▶ **What is being asked**
Print all of the entries exactly, minus the pictures.

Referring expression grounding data
---------------

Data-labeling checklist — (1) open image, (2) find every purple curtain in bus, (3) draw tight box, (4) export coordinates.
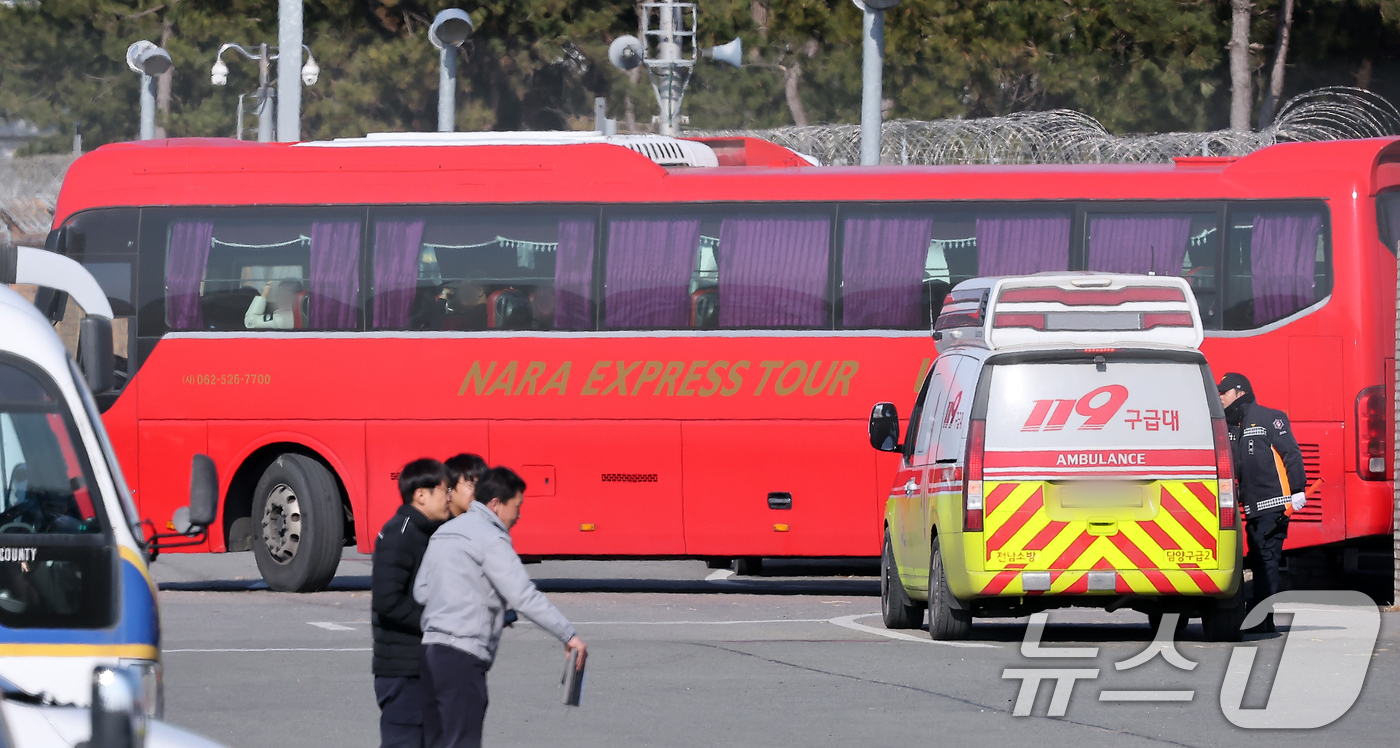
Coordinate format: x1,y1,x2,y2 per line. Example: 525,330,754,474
1087,215,1192,276
841,214,934,328
372,219,424,330
554,218,595,330
166,220,214,330
309,220,362,330
718,214,831,328
1251,211,1322,325
604,217,699,328
975,214,1071,276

---------------

▶ **Written reply**
Data-labeling checklist — (1) open image, (2) find every purple curtain in bus, (3) draw tight box, (4) export coordinates.
Coordinate format: x1,y1,x2,y2 per line. Example: 525,330,754,474
1087,215,1192,276
841,214,934,328
372,219,424,330
554,218,595,330
166,220,214,330
309,220,362,330
718,214,831,328
1251,211,1322,325
604,217,699,328
975,214,1071,276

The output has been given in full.